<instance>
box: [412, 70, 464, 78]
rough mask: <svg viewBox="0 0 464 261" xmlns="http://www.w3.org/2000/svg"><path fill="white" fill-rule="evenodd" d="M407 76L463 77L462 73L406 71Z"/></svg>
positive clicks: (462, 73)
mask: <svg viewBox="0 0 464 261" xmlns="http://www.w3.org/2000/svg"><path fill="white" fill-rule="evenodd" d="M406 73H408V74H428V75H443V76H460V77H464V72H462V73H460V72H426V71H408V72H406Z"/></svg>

■ Work order
Repeat every line of the data precisely.

■ Solution to this task
<instance>
box: [412, 70, 464, 78]
rough mask: <svg viewBox="0 0 464 261" xmlns="http://www.w3.org/2000/svg"><path fill="white" fill-rule="evenodd" d="M407 76L463 77L462 73L406 71Z"/></svg>
positive clicks: (462, 73)
mask: <svg viewBox="0 0 464 261" xmlns="http://www.w3.org/2000/svg"><path fill="white" fill-rule="evenodd" d="M406 73H408V74H428V75H443V76H460V77H464V72H462V73H460V72H426V71H408V72H406Z"/></svg>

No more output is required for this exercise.